Exercise = Skip any pictures. Repeat the data exactly, from its first line through the line that holds "negative clicks: (507, 368)", both included.

Input data =
******************************

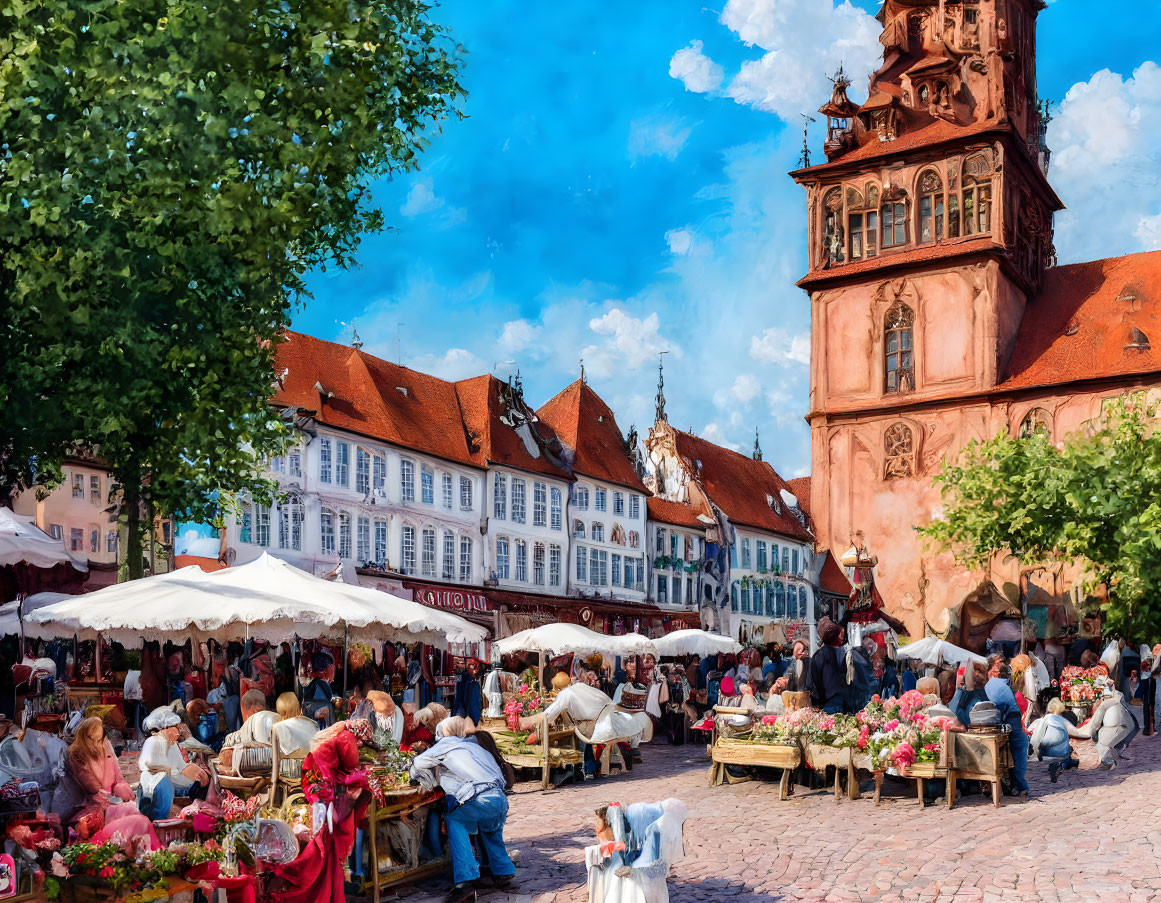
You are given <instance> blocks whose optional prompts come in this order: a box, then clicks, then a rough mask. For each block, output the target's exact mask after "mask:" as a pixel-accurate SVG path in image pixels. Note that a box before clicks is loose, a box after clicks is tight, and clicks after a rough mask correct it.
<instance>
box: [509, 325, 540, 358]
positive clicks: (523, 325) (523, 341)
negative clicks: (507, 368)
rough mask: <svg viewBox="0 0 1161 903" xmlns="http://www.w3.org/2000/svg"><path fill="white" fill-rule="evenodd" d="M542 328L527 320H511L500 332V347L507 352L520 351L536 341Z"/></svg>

******************************

Answer to this exercise =
You are given <instance> blocks whose optional prompts come in this order: a box, then clicks, then a rough mask. For each block, output the target's exact mask after "mask:" as a pixel-accurate SVG path in image pixels. Note that a box before clicks is loose, a box after clicks is tight, and clicks after a rough mask correct it.
<instance>
box: [509, 325, 540, 358]
positive clicks: (523, 325) (523, 341)
negative clicks: (507, 368)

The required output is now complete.